What to do:
Give the part of the records that opens with the line containing "Task: If you could tag each instance of the white face" and closes with the line containing "<point>168,53</point>", both of those lines included, as a numbered list with blank lines left out.

Material provided:
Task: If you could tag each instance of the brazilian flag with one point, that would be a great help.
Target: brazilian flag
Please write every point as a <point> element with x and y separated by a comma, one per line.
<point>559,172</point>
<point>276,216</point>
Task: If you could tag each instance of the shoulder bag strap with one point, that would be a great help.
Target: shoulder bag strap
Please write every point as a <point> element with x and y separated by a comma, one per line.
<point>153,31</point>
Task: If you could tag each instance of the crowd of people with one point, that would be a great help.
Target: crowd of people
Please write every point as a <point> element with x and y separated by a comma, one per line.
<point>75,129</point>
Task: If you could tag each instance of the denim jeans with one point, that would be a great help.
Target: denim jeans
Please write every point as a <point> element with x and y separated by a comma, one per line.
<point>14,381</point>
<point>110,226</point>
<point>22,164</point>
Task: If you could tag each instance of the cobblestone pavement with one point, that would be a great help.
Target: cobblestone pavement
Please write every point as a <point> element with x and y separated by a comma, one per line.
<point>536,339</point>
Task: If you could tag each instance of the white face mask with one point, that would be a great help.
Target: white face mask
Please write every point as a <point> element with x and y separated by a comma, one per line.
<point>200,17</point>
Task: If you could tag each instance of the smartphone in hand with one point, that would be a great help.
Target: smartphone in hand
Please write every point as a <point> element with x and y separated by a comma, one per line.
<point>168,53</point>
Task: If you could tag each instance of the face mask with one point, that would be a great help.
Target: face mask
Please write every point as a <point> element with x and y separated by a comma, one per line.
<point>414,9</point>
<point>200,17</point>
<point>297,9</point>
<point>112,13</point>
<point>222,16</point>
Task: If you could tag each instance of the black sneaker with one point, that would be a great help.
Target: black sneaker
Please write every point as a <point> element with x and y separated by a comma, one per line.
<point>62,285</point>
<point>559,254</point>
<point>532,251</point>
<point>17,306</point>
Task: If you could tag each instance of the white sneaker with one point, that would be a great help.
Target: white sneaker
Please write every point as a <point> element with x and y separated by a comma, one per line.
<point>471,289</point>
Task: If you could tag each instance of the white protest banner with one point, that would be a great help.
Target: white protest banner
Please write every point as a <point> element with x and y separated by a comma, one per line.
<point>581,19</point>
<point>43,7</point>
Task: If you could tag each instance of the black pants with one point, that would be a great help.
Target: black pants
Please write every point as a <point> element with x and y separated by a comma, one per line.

Reply:
1. Task: If you could tag each instance of the white face mask with one point, that would be a great help.
2. Target: white face mask
3. Please write every point as a <point> element with x and y separated by a comma, one per line.
4. <point>200,17</point>
5. Task: If you could tag each instance of the smartphone in hand with one point, that would be a great help.
6. Target: smartphone in hand
7. Please write every point as a <point> element with x and y separated by a comma, one per line.
8. <point>168,53</point>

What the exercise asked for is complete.